[Boundary annotation items]

::::::::::

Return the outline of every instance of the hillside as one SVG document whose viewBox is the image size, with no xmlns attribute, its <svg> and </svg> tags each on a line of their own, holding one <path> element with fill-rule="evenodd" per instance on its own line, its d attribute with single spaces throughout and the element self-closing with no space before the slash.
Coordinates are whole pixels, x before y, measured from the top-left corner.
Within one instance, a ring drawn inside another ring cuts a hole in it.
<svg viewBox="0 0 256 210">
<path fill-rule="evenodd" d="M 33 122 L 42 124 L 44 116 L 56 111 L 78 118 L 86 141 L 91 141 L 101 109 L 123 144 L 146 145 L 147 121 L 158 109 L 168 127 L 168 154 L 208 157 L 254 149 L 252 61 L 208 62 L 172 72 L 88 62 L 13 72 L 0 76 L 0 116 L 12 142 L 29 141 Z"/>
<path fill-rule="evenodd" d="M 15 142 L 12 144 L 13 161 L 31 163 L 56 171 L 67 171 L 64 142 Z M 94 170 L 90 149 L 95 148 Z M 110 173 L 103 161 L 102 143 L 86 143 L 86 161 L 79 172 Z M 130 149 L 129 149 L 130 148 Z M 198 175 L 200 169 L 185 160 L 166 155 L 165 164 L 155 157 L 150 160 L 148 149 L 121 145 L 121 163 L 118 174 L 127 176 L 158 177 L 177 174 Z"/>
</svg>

::::::::::

■ SET EXERCISE: Convert the items above into a numbered list with one entry per line, omitting blank lines.

■ EXERCISE RESULT:
1. Return the outline of every instance of the hillside as one SVG document whose viewBox is the image size, with no xmlns attribute, its <svg> and </svg> tags each on a line of their own, holding one <path> element with fill-rule="evenodd" per instance on its own line, its d attribute with single spaces throughout and the element self-closing with no space before the slash.
2. Coordinates are whole pixels, x before y, measured from the top-left corner.
3. Within one instance, a ring drawn inside another ring cuts a hole in it.
4. <svg viewBox="0 0 256 210">
5. <path fill-rule="evenodd" d="M 33 122 L 42 124 L 44 116 L 56 111 L 78 118 L 86 141 L 91 141 L 101 109 L 123 144 L 146 145 L 147 121 L 158 109 L 168 127 L 168 154 L 208 157 L 254 149 L 252 61 L 208 62 L 172 72 L 88 62 L 13 72 L 0 76 L 0 116 L 12 142 L 29 141 Z"/>
6. <path fill-rule="evenodd" d="M 15 142 L 12 144 L 13 161 L 31 163 L 56 171 L 67 171 L 64 142 Z M 94 170 L 90 149 L 95 148 Z M 110 173 L 103 161 L 102 143 L 86 143 L 86 161 L 79 172 Z M 130 149 L 129 149 L 130 148 Z M 198 175 L 200 169 L 185 160 L 166 155 L 165 164 L 155 157 L 150 160 L 148 149 L 121 145 L 121 163 L 118 174 L 127 176 L 158 177 L 177 174 Z"/>
7. </svg>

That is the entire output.